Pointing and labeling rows
******

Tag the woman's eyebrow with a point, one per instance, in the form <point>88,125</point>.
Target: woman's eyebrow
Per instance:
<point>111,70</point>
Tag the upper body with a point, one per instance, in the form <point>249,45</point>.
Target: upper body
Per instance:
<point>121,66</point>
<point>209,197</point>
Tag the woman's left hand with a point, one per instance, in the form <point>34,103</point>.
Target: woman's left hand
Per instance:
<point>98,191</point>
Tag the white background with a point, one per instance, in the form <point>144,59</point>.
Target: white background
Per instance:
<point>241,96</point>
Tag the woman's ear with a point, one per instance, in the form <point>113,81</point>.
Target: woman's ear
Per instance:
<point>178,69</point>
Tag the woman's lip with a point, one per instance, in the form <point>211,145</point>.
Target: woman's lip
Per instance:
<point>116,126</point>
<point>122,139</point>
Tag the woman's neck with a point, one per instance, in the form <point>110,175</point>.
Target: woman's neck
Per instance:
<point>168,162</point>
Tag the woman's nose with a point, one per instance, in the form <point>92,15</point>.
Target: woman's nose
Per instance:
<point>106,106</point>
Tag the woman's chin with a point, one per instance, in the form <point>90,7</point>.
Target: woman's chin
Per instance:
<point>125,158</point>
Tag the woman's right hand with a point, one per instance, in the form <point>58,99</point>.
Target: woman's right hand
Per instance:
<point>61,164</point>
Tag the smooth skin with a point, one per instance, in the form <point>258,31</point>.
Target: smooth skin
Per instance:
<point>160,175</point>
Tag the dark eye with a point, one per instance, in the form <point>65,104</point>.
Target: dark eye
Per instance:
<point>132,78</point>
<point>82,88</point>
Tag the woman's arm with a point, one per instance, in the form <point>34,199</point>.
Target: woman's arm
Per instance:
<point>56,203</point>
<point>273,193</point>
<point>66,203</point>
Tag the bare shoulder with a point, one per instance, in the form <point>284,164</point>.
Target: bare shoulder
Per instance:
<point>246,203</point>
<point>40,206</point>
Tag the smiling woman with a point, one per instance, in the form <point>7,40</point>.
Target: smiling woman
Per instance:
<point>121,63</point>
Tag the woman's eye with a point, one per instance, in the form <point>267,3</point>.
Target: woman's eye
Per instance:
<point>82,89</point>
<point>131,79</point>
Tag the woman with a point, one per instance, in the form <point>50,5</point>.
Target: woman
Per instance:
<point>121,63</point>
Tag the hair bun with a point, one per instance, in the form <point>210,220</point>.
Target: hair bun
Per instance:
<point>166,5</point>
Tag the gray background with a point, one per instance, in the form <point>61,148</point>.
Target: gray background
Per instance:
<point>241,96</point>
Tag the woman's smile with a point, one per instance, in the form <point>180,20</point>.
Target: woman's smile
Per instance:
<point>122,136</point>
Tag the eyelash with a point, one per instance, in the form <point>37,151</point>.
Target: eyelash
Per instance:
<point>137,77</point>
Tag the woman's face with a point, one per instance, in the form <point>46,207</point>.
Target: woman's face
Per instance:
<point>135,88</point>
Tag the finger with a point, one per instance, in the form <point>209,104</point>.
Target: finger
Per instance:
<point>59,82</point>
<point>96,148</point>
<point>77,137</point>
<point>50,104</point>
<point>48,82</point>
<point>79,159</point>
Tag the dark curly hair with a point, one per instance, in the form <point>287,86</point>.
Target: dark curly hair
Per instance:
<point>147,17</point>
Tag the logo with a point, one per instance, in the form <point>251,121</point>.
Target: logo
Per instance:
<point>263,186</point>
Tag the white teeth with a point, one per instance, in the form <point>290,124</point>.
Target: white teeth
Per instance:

******

REQUIRED WORK » Lay out the rows above as a numbered list, leaving out any blank lines.

FINAL RESULT »
1. Tag the woman's eyebrow with a point, one per instance, in the form <point>88,125</point>.
2. Target: woman's eyebrow
3. Per instance:
4. <point>111,70</point>
5. Tag the upper body with a point, one per instance, in the form <point>249,45</point>.
6. Target: upper body
7. Per instance:
8. <point>121,66</point>
9. <point>209,197</point>
10. Tag the woman's left hand with a point, one per instance, in the form <point>34,103</point>.
11. Target: woman's left hand
12. Per instance:
13. <point>98,191</point>
14. Tag the white background with a point, one per instance, in the form <point>144,59</point>.
15. Target: white background
16. Per instance:
17. <point>241,96</point>
18. Tag the woman's ear with a point, one per instance, in the form <point>113,81</point>.
19. Target: woman's ear
20. Per instance:
21. <point>178,69</point>
22. Tag the woman's lip with a point, one per instance, in the form <point>211,145</point>.
23. Target: woman's lip
24. Per instance:
25. <point>116,126</point>
26. <point>122,139</point>
27. Tag the woman's neck with a point, one per instance, in the form <point>110,175</point>.
28. Target: woman's neck
29. Per instance:
30. <point>168,162</point>
31. Tag the woman's nose with a point, one per instance, in the form <point>92,15</point>.
32. Target: woman's nose
33. Per instance:
34. <point>106,106</point>
35. Tag the woman's chin with a point, one per instance, in the form <point>90,7</point>.
36. Target: woman's chin
37. Per instance:
38. <point>125,158</point>
39. Tag the woman's right hand with a point, one per instance, in the form <point>58,99</point>.
40. Target: woman's right hand
41. Per instance:
42. <point>61,164</point>
43. Tag the smooth skin with a point, one per instance, in the form <point>258,31</point>.
44. Target: smooth skin
45. Per instance:
46. <point>160,175</point>
47. Tag the dark eye with a point, one per instance, in the form <point>65,104</point>.
48. Target: dark eye
49. Per instance:
50. <point>132,78</point>
51. <point>82,88</point>
52. Tag the woman's arm with a point, one per instance, in the form <point>34,199</point>.
53. Target: woman's arm
54. Per instance:
55. <point>56,203</point>
56. <point>273,193</point>
57. <point>66,203</point>
58. Tag the bare shoulder with a point, one per instance, in the form <point>284,164</point>.
59. Target: bare shoulder
60. Per instance:
61. <point>246,203</point>
62. <point>40,206</point>
63. Tag the smiling woman with a point, one per instance, in the form <point>7,40</point>.
64. Target: smiling woman
65. Per instance:
66. <point>121,63</point>
67. Tag the woman's eye with a point, one per instance, in the form <point>267,3</point>.
68. Target: woman's eye
69. Per instance:
70. <point>82,89</point>
71. <point>131,79</point>
72. Tag the woman with a point, one per instance, in the form <point>50,5</point>.
73. Target: woman
74. Per instance:
75. <point>121,63</point>
76. Tag the hair bun with a point, one per instance, in the form <point>210,220</point>.
77. Target: hair bun
78. Per instance:
79. <point>166,5</point>
80. Tag the gray background with a point, one per instance, in the form <point>61,148</point>.
81. Target: gray background
82. Per instance:
83. <point>241,96</point>
84. Tag the woman's smile with a point, one per instance, in the form <point>180,20</point>.
85. Target: woman's smile
86. Per instance:
87. <point>122,136</point>
88. Tag the eyelash with a point, one per instance, in the form <point>37,151</point>.
89. Target: eyelash
90. Per instance:
91. <point>137,77</point>
92. Tag the woman's face with a point, one per instance, in the form <point>46,207</point>.
93. Target: woman's face
94. Per instance:
95. <point>135,88</point>
96. Tag the finger with a point, one per instance, in the form <point>209,104</point>.
97. Target: finger
98. Per instance:
99. <point>59,82</point>
100. <point>96,148</point>
101. <point>77,137</point>
102. <point>50,104</point>
103. <point>48,82</point>
104. <point>79,159</point>
105. Tag the dark curly hair with a point, one per instance, in the form <point>287,86</point>.
106. Target: dark curly hair
107. Per instance:
108. <point>147,17</point>
109. Tag the logo with a point, one per instance, in the form <point>251,121</point>.
110. Target: logo
111. Per instance:
112. <point>263,186</point>
113. Tag the white teeth with a point, one per instance, in the form <point>290,124</point>.
114. Target: white teeth
115. Per instance:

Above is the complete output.